### INSTRUCTION 1:
In the records, starting at the line that contains "the bird's head." and ending at the line that contains "Target: bird's head", change "keypoint" to "marker" everywhere and leave all else unchanged. Give back only those lines.

### PASSAGE:
══════════════════════════════

The hum of the fluorescent lights overhead provided a soothing backdrop as I methodically ticked off items on the inventory sheet.
“Did you tell Rich I was smoking pot in the shop?” Roy's tone was sharp, breaking the peaceful quiet that I was enjoying.
I looked up, my mind scrambling to shift gears and respond to this sudden confrontation about what I may have or have not told our boss. His eyes bore into mine unapologetically, demanding an answer. “No," I defended.
Thick, heavy silence filled the space between us. Each second seemed to drag out like an eternity as we stood there, locked in a silent battle of scrutiny. He was gauging my honesty while I braced myself for the backlash. I had no expectation of him believing me, but I was desperate that he did.
I had recently left behind the world of corporate jobs. Despite the lack of advancement opportunities and much to the surprise of friends and family, I took a position as an office manager in a small auto body shop in a small town. For the first time, I loved coming to work. Advocating for what made me happy versus what others expected of me was new territory. The last thing I needed was a confrontation with a coworker to put it all at risk.
But there was something deeper at play here.

══════════════════════════════

### LISTED RECORDS:
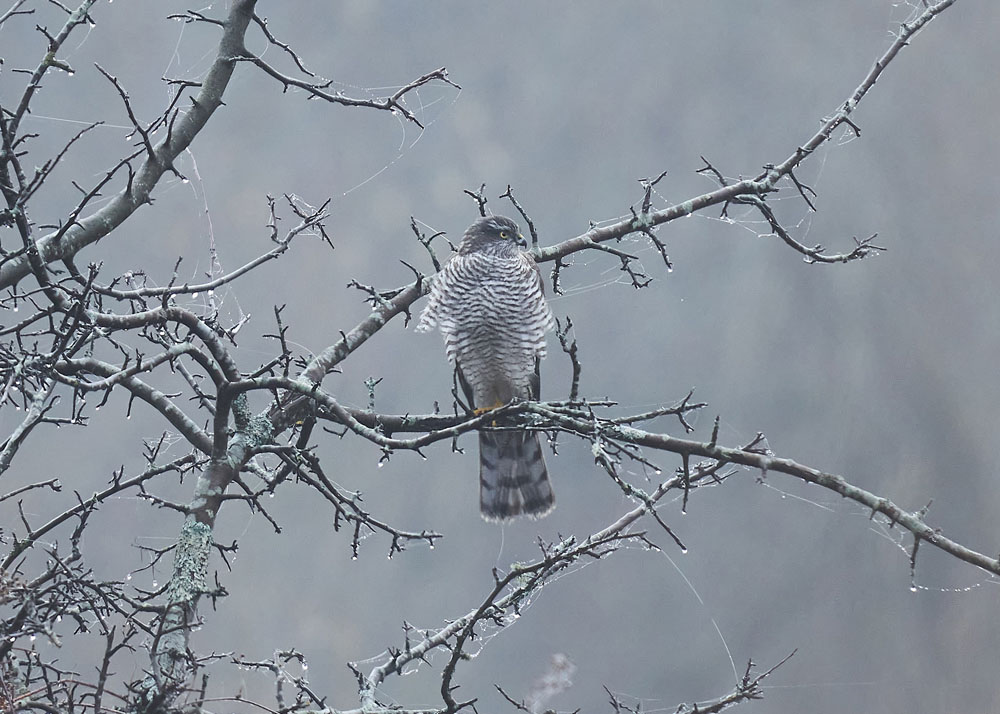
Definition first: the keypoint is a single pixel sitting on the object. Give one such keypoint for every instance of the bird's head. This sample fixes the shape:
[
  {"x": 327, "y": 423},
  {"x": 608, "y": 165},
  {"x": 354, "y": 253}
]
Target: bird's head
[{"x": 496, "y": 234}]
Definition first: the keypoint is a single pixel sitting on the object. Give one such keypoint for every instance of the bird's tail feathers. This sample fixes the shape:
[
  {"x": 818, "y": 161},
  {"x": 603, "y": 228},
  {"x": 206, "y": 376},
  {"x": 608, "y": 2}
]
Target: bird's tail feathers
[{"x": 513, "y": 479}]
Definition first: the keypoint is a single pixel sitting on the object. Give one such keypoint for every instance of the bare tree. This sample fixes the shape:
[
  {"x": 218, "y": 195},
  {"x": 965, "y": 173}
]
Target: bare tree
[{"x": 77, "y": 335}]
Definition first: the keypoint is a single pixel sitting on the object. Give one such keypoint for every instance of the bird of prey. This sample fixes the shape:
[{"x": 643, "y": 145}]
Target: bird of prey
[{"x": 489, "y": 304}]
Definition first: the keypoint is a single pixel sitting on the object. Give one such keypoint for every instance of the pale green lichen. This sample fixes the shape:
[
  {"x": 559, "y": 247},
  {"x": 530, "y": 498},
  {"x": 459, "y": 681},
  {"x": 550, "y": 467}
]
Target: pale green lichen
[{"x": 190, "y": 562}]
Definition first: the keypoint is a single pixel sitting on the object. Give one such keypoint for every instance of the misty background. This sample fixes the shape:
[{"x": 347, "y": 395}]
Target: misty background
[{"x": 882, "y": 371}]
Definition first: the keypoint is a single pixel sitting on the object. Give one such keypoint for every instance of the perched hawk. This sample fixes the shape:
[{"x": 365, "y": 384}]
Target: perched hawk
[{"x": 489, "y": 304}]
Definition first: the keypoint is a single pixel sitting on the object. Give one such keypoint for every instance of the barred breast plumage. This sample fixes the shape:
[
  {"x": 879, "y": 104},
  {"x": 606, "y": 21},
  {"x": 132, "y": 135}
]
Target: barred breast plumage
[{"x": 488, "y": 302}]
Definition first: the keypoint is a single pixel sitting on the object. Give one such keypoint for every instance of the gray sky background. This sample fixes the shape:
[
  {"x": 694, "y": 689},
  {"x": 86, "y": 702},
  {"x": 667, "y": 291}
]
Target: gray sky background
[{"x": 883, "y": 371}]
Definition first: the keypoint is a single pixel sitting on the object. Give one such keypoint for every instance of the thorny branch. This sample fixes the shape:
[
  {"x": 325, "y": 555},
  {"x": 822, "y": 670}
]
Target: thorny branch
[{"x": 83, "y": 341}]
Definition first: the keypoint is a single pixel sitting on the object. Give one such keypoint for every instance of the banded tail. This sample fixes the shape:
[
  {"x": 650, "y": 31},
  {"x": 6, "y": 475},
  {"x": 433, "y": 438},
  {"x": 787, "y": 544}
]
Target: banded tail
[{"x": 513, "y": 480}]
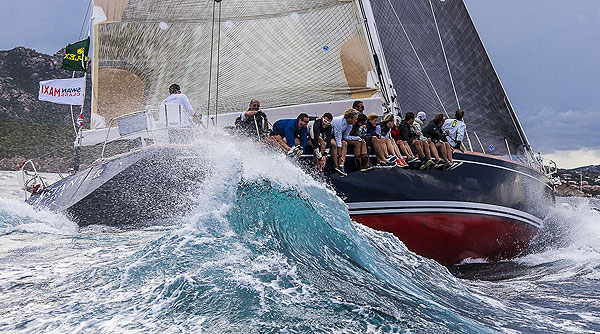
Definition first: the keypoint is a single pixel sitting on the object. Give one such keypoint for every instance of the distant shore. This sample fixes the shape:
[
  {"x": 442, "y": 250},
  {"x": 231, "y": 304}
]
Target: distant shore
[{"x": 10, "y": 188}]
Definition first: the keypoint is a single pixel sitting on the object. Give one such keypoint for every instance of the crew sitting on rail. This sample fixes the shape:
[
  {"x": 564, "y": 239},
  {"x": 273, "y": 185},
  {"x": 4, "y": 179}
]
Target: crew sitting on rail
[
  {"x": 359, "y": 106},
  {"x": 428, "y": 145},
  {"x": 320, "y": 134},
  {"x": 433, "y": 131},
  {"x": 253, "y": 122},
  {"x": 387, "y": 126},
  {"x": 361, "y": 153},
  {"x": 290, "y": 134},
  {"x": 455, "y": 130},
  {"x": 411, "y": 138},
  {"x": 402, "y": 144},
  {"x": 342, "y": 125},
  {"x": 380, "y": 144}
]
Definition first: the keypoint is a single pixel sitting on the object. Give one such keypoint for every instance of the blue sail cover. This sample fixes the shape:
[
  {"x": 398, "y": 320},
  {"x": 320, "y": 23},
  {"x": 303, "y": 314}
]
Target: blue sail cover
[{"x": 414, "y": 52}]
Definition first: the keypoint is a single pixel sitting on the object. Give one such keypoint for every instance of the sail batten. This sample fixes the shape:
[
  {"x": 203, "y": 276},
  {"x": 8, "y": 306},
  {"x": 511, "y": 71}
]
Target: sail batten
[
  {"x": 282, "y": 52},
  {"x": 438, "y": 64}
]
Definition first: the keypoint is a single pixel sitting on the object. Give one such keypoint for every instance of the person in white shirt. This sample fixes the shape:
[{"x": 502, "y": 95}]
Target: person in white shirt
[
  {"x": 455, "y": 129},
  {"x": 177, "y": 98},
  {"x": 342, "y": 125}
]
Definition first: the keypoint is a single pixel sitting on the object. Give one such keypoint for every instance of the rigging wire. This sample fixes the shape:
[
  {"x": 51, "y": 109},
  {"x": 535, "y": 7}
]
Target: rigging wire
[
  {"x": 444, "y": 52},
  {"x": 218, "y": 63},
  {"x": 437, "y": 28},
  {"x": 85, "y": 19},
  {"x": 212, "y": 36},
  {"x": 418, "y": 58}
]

══════════════════════════════

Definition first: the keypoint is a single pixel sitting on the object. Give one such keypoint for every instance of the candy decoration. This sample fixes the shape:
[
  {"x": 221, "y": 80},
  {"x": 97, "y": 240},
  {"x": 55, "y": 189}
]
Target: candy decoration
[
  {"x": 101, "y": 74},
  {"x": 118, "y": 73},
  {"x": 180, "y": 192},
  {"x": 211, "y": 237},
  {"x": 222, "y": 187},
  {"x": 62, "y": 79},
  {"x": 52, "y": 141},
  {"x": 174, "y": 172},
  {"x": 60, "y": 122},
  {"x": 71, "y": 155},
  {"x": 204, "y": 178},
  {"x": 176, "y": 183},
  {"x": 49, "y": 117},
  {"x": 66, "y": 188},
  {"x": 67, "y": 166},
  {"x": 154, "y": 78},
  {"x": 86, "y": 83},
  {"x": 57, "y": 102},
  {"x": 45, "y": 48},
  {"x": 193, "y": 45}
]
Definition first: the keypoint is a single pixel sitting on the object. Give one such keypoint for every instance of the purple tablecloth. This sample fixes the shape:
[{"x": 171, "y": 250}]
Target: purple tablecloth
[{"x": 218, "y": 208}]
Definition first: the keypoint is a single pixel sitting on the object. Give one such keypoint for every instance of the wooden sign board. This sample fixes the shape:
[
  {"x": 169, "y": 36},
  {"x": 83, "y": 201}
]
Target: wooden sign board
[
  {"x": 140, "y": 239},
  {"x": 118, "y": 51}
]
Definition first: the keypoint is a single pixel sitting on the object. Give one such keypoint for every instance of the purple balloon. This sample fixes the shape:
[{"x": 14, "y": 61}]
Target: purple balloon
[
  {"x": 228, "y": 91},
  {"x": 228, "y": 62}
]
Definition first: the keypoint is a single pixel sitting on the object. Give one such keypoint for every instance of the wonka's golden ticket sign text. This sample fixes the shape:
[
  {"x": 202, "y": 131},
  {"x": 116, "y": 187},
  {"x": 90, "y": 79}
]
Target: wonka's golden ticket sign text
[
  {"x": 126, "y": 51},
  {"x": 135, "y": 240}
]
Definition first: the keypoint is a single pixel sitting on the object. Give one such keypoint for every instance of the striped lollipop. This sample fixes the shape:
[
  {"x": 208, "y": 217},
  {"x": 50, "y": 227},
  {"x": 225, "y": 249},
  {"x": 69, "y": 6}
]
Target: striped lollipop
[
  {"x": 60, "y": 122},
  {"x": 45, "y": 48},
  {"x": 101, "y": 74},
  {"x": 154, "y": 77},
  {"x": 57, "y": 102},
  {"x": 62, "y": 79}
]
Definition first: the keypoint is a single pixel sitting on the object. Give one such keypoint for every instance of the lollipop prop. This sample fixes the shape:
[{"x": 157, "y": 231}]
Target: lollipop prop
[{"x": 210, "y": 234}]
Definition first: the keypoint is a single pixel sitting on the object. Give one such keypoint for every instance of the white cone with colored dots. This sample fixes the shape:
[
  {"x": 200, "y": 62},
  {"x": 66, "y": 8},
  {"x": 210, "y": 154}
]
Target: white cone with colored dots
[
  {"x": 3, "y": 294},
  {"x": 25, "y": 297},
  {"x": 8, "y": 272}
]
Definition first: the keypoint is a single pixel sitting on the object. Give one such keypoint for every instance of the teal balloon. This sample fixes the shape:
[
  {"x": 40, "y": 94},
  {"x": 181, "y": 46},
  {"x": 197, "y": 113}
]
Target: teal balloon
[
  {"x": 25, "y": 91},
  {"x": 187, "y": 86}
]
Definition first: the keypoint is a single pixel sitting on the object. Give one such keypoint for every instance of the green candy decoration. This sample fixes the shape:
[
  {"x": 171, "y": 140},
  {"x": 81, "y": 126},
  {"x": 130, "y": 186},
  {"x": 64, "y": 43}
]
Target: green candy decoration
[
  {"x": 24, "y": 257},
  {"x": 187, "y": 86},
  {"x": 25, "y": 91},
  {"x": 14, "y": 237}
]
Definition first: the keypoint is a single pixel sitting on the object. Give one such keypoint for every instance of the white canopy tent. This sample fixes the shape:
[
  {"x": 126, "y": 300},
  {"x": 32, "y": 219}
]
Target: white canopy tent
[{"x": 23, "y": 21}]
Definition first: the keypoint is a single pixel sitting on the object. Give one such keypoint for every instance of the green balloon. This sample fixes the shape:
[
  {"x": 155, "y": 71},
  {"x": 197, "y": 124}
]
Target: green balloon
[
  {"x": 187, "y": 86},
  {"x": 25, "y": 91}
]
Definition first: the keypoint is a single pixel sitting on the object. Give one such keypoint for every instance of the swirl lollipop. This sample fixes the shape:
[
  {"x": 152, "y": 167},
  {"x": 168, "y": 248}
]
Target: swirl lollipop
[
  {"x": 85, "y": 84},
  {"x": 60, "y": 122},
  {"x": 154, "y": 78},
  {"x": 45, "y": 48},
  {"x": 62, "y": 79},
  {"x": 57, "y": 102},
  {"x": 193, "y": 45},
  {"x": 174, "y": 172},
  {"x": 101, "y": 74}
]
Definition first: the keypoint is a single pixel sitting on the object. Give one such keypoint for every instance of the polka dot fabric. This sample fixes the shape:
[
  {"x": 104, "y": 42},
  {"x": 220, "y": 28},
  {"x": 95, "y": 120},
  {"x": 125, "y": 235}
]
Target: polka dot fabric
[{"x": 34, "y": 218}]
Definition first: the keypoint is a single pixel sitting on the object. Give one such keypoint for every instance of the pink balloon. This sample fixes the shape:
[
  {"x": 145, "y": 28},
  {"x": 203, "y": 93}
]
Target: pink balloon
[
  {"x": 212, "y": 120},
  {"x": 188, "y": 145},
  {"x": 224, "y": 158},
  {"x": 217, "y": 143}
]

══════════════════════════════

### INSTRUCTION 2:
In the story about the auto body shop, what position did the narrator take after leaving corporate jobs?

### EXERCISE SOLUTION 1:
Definition first: the marker is a single pixel sitting on the object. Give one such marker for every instance of the bird's head. This sample fixes the shape:
[
  {"x": 327, "y": 423},
  {"x": 608, "y": 165},
  {"x": 354, "y": 253}
]
Target: bird's head

### EXERCISE SOLUTION 2:
The narrator took a position as an office manager in a small auto body shop in a small town.